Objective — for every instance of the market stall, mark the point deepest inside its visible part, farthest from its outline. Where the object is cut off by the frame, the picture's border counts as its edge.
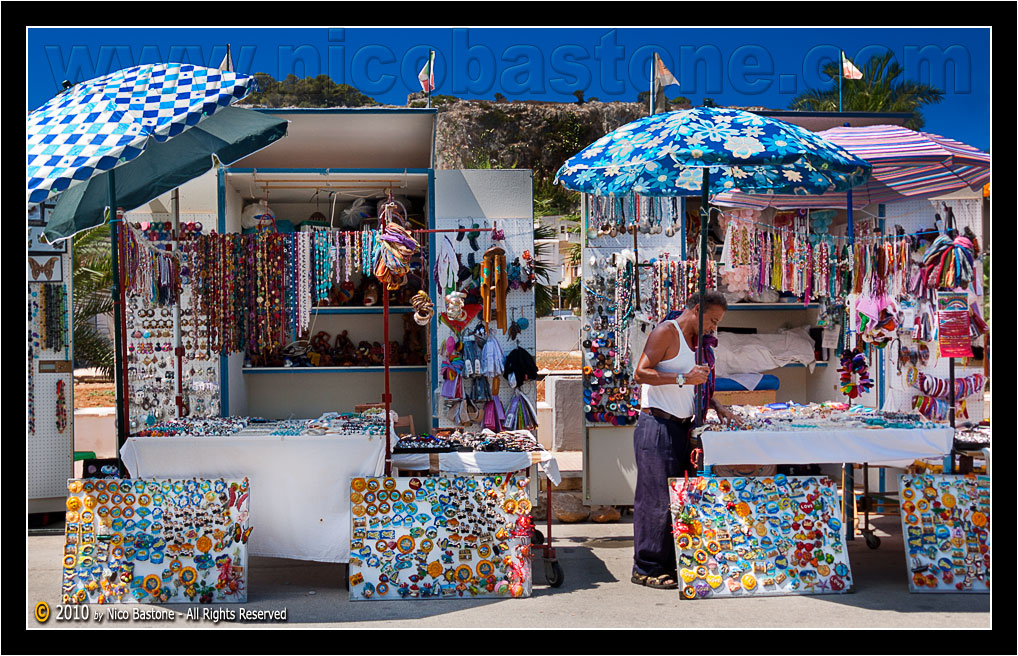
(273, 309)
(855, 285)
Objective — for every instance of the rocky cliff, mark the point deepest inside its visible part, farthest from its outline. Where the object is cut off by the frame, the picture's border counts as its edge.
(523, 134)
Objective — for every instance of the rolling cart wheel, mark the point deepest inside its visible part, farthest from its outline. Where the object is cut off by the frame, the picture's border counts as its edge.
(554, 574)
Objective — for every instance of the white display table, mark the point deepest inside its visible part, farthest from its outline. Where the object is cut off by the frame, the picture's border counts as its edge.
(481, 462)
(300, 486)
(885, 446)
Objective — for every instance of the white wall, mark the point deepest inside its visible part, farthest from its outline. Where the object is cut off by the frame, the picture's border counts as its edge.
(484, 193)
(558, 334)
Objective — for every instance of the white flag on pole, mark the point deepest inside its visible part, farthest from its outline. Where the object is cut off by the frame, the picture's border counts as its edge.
(427, 74)
(848, 69)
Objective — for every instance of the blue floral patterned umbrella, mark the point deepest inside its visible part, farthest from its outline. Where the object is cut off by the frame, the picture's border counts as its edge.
(102, 123)
(664, 155)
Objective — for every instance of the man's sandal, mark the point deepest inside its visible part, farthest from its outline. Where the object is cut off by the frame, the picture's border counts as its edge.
(664, 582)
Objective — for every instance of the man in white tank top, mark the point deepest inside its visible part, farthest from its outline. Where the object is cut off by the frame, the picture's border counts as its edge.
(670, 381)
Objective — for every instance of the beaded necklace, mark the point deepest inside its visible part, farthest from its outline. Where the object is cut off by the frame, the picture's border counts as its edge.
(33, 354)
(61, 406)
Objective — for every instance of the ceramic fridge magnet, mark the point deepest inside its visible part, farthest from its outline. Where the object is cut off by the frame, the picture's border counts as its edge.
(758, 537)
(946, 527)
(156, 541)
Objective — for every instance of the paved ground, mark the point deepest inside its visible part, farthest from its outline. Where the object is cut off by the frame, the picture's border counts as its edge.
(597, 593)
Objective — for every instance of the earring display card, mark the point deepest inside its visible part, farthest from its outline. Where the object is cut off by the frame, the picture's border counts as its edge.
(758, 537)
(448, 538)
(156, 541)
(945, 521)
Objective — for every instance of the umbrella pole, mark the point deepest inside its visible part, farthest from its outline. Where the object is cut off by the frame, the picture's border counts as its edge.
(118, 318)
(704, 213)
(178, 348)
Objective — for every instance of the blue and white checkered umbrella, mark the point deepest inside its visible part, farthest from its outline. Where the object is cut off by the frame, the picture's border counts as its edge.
(99, 124)
(664, 155)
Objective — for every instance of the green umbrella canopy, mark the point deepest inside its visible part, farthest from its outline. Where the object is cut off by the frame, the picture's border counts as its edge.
(230, 134)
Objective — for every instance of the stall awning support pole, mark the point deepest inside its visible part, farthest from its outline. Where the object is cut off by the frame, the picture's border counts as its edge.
(119, 361)
(704, 214)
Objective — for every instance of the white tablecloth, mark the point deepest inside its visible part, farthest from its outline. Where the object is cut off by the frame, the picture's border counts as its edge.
(887, 447)
(300, 486)
(482, 462)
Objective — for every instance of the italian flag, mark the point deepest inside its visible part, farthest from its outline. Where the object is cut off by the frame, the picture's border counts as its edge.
(427, 74)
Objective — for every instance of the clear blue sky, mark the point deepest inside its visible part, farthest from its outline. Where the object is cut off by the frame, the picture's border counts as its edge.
(759, 66)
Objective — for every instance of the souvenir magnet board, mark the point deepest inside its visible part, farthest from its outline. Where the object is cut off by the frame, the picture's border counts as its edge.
(440, 538)
(156, 541)
(758, 537)
(945, 521)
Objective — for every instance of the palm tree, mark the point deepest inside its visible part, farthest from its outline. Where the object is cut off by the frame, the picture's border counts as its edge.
(880, 90)
(93, 280)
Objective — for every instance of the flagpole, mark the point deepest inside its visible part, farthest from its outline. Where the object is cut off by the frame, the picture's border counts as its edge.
(841, 73)
(654, 66)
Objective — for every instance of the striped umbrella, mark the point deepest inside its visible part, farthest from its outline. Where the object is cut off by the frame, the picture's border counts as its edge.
(906, 164)
(102, 123)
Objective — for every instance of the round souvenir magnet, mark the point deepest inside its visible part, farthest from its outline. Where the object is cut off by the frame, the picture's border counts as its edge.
(485, 568)
(463, 574)
(187, 576)
(405, 544)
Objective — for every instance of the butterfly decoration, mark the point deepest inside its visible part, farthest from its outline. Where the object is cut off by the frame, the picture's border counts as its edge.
(38, 269)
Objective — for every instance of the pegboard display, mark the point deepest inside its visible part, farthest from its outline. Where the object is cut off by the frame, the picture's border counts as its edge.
(460, 260)
(914, 216)
(153, 368)
(946, 524)
(618, 314)
(50, 384)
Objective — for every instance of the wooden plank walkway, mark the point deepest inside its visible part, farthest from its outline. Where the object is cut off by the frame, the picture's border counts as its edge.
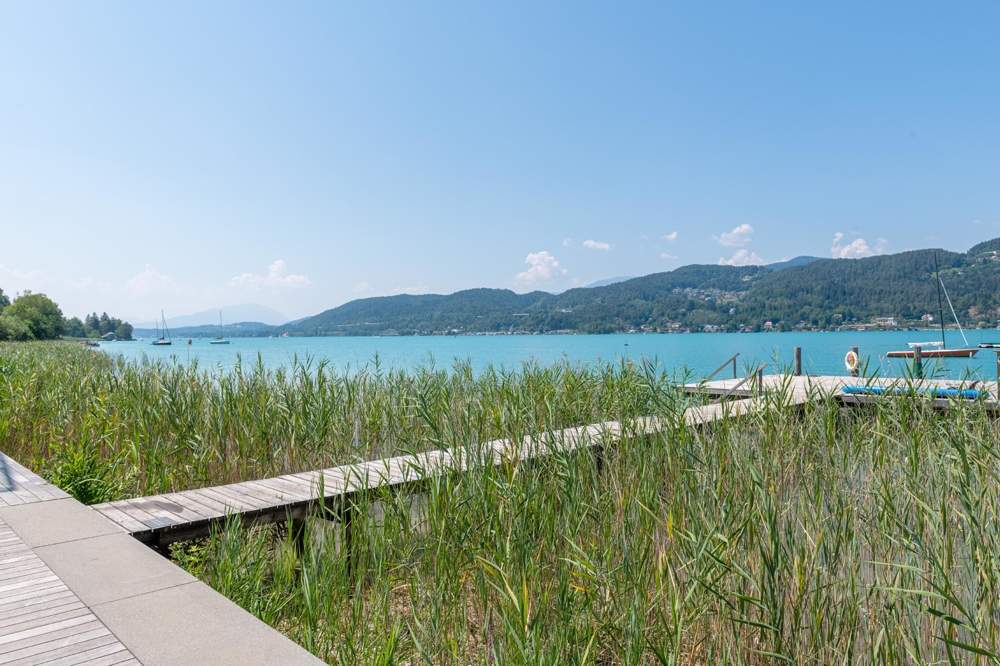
(75, 589)
(19, 485)
(162, 519)
(42, 620)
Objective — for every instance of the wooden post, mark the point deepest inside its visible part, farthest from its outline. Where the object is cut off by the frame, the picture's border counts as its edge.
(599, 458)
(347, 520)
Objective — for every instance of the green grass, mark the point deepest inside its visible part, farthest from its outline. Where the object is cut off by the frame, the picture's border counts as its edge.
(833, 536)
(105, 429)
(823, 535)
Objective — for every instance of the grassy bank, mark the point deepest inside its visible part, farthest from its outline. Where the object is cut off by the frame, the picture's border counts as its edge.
(823, 535)
(830, 537)
(105, 429)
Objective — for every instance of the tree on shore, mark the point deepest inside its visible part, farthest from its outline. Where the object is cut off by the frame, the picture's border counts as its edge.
(39, 313)
(33, 316)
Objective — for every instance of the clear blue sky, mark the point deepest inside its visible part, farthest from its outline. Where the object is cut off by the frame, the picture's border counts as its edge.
(193, 155)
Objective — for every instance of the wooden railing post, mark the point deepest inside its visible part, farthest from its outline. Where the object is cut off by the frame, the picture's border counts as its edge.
(347, 511)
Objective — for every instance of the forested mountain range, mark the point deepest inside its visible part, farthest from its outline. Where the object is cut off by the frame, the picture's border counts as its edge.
(801, 293)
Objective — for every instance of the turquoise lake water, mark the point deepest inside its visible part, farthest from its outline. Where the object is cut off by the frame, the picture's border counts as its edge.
(822, 353)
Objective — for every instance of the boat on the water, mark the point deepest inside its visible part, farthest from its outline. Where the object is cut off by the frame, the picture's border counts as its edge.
(163, 337)
(219, 340)
(938, 348)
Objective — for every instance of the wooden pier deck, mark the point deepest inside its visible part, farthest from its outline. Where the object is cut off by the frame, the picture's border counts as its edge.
(162, 519)
(79, 586)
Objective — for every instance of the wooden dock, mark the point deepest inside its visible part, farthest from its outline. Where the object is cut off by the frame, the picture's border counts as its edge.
(162, 519)
(79, 586)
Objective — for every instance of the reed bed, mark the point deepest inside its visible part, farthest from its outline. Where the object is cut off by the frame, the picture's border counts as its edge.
(824, 536)
(812, 535)
(104, 429)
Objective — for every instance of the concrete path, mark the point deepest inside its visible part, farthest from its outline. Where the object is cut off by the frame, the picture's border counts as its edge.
(76, 588)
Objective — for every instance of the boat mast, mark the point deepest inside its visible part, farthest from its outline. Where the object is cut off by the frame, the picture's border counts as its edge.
(937, 280)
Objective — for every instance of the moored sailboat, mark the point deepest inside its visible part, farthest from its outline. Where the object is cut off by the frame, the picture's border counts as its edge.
(219, 339)
(163, 337)
(935, 348)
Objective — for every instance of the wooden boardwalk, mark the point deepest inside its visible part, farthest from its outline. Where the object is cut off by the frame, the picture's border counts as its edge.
(162, 519)
(75, 587)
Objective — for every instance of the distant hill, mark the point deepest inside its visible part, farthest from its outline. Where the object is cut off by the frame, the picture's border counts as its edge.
(244, 312)
(792, 263)
(605, 282)
(804, 291)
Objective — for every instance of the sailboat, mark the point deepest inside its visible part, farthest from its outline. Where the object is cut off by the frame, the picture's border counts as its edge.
(163, 337)
(219, 340)
(938, 349)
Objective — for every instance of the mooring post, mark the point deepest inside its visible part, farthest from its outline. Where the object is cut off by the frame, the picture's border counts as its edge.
(347, 511)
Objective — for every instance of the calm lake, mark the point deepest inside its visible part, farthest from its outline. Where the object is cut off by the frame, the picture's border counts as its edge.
(822, 353)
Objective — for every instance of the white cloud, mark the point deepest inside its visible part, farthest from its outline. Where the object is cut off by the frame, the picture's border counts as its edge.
(597, 245)
(856, 249)
(275, 277)
(739, 236)
(742, 257)
(542, 267)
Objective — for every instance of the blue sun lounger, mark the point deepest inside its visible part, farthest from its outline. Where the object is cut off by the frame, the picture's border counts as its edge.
(933, 392)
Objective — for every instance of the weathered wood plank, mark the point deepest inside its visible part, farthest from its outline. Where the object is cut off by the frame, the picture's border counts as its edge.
(73, 645)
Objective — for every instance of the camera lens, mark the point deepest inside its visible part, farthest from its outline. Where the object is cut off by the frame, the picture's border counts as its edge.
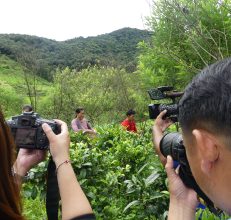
(25, 122)
(172, 144)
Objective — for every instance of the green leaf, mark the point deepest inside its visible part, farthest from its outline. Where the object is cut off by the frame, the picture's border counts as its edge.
(151, 179)
(133, 203)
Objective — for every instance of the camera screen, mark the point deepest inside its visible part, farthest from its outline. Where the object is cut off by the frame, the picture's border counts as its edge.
(25, 136)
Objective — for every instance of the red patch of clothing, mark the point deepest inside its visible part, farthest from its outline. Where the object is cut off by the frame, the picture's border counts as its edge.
(129, 125)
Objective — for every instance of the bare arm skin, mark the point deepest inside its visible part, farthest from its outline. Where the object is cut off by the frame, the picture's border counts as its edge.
(74, 201)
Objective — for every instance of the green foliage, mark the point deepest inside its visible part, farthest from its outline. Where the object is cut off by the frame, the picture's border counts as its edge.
(188, 35)
(119, 173)
(115, 169)
(105, 93)
(14, 91)
(117, 49)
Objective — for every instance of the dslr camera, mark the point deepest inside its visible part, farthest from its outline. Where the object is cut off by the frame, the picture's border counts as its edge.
(172, 144)
(164, 92)
(28, 133)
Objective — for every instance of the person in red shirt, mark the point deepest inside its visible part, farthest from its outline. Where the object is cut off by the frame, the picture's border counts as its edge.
(129, 123)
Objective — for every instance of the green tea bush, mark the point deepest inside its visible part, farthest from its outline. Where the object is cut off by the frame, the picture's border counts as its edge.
(118, 171)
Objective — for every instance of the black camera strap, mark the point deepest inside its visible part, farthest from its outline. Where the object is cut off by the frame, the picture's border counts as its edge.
(52, 196)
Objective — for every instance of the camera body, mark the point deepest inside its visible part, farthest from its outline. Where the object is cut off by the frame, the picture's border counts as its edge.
(164, 92)
(28, 133)
(172, 144)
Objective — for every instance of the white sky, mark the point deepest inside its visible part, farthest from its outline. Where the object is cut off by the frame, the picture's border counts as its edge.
(67, 19)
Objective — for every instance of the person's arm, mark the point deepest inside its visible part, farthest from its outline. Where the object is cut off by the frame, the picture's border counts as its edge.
(160, 125)
(183, 200)
(26, 159)
(74, 201)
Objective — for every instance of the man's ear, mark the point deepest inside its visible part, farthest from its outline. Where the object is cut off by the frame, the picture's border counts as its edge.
(208, 149)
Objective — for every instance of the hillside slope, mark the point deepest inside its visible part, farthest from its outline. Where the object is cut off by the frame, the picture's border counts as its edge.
(42, 56)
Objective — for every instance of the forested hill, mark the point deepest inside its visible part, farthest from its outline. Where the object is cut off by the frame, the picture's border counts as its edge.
(41, 55)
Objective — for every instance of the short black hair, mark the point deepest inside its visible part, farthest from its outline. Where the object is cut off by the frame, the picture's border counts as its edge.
(130, 112)
(206, 102)
(78, 110)
(27, 108)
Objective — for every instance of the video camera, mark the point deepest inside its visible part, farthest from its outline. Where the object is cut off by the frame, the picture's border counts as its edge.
(172, 143)
(28, 133)
(164, 92)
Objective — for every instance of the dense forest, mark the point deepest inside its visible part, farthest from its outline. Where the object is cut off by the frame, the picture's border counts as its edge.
(108, 75)
(117, 49)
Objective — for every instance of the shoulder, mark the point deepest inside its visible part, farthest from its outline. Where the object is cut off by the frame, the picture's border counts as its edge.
(74, 120)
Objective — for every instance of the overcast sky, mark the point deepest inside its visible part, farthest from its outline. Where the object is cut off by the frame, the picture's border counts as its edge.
(67, 19)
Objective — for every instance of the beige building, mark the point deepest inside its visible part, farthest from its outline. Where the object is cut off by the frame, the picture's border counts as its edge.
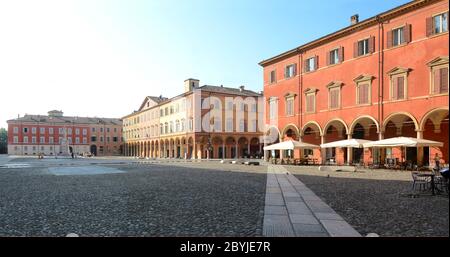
(56, 134)
(202, 122)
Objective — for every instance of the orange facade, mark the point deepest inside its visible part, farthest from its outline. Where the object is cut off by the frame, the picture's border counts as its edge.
(395, 83)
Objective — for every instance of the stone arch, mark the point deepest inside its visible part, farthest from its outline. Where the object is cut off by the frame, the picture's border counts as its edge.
(358, 119)
(308, 124)
(340, 121)
(429, 115)
(217, 140)
(230, 140)
(394, 114)
(272, 135)
(291, 127)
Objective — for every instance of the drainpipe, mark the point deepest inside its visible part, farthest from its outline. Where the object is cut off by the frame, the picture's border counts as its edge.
(380, 78)
(300, 86)
(380, 72)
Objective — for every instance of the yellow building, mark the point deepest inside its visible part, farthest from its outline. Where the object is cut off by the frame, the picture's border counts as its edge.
(201, 123)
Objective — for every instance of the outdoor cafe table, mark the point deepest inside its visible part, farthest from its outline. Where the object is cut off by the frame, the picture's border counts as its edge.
(431, 175)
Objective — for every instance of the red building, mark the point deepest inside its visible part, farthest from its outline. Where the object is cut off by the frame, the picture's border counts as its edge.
(56, 134)
(382, 77)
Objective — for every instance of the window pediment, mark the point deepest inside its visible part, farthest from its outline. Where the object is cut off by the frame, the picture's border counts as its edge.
(438, 61)
(398, 70)
(310, 90)
(363, 77)
(334, 84)
(290, 95)
(272, 98)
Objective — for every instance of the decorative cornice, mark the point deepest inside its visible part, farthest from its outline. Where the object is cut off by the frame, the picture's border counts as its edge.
(438, 60)
(398, 70)
(290, 94)
(397, 11)
(310, 90)
(363, 77)
(335, 84)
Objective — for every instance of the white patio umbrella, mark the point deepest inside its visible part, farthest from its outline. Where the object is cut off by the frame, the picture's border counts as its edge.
(355, 143)
(290, 145)
(403, 141)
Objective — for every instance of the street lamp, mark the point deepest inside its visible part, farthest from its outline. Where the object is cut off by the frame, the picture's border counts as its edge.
(209, 147)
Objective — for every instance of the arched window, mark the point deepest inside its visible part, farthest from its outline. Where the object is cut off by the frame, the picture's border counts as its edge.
(177, 125)
(183, 121)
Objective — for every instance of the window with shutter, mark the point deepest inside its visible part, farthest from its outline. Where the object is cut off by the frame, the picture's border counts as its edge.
(311, 64)
(363, 93)
(310, 103)
(439, 23)
(394, 89)
(333, 57)
(437, 81)
(272, 77)
(341, 54)
(398, 36)
(389, 38)
(443, 80)
(407, 33)
(334, 98)
(371, 45)
(401, 88)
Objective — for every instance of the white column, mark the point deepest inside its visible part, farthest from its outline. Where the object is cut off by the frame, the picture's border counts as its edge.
(323, 150)
(349, 151)
(223, 150)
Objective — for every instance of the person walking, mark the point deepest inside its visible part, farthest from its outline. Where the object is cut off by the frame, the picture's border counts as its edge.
(437, 161)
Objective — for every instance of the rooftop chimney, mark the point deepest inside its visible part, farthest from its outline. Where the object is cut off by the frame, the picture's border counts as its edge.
(55, 113)
(190, 84)
(354, 19)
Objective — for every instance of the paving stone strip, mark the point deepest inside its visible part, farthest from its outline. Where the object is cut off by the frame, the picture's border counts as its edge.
(292, 209)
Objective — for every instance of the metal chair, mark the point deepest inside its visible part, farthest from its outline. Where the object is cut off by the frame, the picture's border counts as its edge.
(422, 182)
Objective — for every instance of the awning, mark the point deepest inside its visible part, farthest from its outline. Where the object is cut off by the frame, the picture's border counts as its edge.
(290, 145)
(403, 141)
(356, 143)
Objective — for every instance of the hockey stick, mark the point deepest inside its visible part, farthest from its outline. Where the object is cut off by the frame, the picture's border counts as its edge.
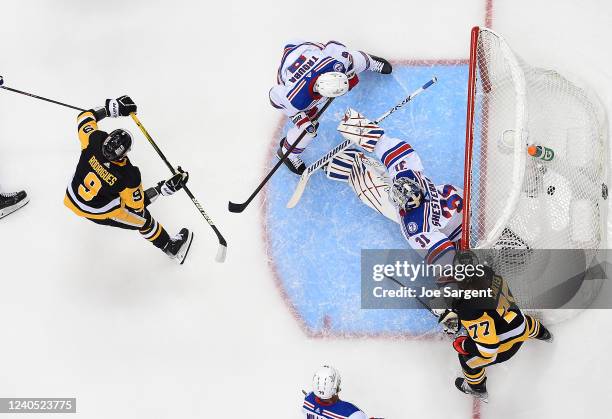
-----
▸ WHAT IS BEING ASKED: Locate "Objective — for every instance of the paving" in the listing above, then print exactly the lines from that line through the final one, omitting all pictures.

▸ REPLY:
Objective — for every instance of the paving stone strip, mark the point deepest inside its visible part, farthest from its outline. Where the object is cut off by the frame, the picture's border counts as its edge.
(292, 209)
Objective — for every instance of the metal chair, mark the point deepest inside its visible part, farthest from its outline. Where the object is cut off by the frame, the picture's border counts as its edge.
(422, 182)
Objective — for every instance of the awning, mark the point deepest inside its visible part, farthest from its outline. Where the object is cut off by the frame, the picture's border counts as its edge.
(290, 145)
(403, 141)
(356, 143)
Objective — for every instance of the hockey stick, mark the point deepest inside its visible part, farthest from its outline. Where the object is cut off by the frame, the picture's border counts as its edge.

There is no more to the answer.